## Text passage:
= = = = = = =
Open a new script within your GEOG0030 project and save this script as wk7-obesity-spatial-analysis.r. At the top of your script, add the following metadata (substitute accordingly):

# Analysing childhood obesity and its factors
# Date: January 2022
# Author: Justin

This week we also need to install some additional libraries: spdep. spdep contains the relevant functions to run our various spatial autocorrelation tests. After installation, add the following libraries for loading in your script:

# libraries
library(tidyverse)
library(sf)
library(tmap)
library(janitor)
library(spdep)
library(RColorBrewer)

7.3.2 Loading data

We are going to only need two data sets for this week - our London ward boundaries from 2011 and the Greater London Authority (GLA) Ward Atlas and Profiles. The GLA Ward Atlas and Profiles provide a range of demographic and related data for each ward in Greater London and were specifically designed to provide an overview of the ward’s population by collating and presenting a range of data on the population, diversity, households, life expectancy, housing, crime, benefits, land use, deprivation, and employment.
= = = = = = =
## Given instruction:
Summarize the R script setup passage above in two sentences.
= = = = = = =
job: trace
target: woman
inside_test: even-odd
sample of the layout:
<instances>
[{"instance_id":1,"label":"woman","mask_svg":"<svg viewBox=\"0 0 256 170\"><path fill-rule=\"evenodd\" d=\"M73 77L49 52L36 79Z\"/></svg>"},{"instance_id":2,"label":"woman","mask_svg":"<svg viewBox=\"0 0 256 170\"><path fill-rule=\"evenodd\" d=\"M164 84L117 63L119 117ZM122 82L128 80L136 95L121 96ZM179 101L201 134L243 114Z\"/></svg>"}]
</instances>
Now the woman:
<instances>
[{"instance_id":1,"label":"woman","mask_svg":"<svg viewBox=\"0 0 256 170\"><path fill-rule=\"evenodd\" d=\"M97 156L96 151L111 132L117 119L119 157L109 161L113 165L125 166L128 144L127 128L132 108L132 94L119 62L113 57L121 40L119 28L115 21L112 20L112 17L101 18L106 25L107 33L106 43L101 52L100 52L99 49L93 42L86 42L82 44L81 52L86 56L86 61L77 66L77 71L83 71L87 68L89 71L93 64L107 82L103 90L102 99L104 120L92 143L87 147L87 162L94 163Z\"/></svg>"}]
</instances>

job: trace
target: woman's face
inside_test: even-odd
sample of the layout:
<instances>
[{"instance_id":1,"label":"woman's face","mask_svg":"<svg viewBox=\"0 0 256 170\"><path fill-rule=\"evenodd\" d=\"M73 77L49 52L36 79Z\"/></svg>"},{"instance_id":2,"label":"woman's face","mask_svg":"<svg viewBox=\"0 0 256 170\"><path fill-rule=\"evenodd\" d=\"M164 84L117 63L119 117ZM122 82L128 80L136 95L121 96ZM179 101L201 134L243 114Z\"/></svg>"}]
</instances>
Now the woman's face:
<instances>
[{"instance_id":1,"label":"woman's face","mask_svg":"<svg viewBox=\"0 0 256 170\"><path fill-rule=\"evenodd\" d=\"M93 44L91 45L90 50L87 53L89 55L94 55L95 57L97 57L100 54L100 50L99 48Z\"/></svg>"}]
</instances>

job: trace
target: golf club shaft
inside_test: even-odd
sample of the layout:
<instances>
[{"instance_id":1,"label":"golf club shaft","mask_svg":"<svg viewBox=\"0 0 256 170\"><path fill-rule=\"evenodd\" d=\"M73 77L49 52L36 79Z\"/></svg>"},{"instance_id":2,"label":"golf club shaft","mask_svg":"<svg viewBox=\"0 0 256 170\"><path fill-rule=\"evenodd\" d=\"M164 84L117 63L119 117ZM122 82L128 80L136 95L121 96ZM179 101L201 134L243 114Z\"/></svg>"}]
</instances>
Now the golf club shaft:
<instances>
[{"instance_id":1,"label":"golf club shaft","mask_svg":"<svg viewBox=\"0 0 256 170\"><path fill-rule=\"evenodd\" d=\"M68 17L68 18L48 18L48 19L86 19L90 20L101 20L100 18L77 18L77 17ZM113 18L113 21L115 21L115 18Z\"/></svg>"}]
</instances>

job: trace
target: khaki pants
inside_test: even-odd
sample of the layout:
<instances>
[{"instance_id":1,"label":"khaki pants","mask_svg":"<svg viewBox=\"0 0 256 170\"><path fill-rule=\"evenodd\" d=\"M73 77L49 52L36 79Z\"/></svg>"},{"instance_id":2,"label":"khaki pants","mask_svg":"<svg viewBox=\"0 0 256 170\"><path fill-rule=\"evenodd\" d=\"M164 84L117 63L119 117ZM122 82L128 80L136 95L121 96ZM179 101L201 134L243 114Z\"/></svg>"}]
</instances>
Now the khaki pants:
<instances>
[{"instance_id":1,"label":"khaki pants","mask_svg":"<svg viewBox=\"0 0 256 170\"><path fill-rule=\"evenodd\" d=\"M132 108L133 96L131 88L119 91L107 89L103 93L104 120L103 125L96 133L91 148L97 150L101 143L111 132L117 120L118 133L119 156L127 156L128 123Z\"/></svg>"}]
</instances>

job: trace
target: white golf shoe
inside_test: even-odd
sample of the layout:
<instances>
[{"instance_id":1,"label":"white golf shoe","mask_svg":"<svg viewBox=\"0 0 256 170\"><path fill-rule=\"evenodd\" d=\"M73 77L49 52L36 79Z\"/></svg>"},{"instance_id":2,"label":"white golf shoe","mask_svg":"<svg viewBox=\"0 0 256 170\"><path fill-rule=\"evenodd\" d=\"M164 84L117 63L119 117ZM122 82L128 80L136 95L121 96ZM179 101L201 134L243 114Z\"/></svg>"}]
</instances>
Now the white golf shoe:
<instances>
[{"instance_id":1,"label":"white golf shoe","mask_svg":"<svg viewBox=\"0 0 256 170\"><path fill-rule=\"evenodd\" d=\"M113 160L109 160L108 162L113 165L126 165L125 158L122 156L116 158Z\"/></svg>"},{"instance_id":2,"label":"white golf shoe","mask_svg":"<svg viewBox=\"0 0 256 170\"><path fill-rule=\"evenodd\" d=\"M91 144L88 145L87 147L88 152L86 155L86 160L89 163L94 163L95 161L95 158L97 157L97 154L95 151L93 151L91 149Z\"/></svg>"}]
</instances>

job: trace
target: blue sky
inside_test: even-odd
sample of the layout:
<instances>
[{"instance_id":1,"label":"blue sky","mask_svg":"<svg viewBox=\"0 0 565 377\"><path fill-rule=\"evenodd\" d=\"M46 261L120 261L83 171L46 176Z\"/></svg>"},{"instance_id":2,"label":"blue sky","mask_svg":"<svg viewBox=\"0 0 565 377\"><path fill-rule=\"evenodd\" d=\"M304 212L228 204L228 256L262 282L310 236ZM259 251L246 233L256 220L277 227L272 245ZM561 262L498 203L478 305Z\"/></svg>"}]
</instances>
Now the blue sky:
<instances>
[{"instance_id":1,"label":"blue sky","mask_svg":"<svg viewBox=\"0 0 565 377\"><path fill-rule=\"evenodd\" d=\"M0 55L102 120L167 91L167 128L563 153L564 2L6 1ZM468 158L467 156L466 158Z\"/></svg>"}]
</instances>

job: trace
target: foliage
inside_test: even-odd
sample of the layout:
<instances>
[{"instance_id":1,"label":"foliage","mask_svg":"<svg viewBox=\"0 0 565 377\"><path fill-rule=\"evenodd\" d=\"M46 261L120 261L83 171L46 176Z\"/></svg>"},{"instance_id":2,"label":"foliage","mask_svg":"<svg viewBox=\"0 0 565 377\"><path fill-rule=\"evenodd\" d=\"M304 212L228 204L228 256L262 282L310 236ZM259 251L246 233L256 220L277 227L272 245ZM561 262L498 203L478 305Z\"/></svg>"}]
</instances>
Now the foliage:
= = = = = = =
## In response:
Readers are told to open a new script in the GEOG0030 project, save it as wk7-obesity-spatial-analysis.r, add metadata at the top, and install spdep, which contains the functions for the spatial autocorrelation tests, then load it along with tidyverse, sf, tmap, janitor, and RColorBrewer. Only two data sets are needed: the 2011 London ward boundaries and the Greater London Authority Ward Atlas and Profiles, which provide demographic and related data for each ward in Greater London.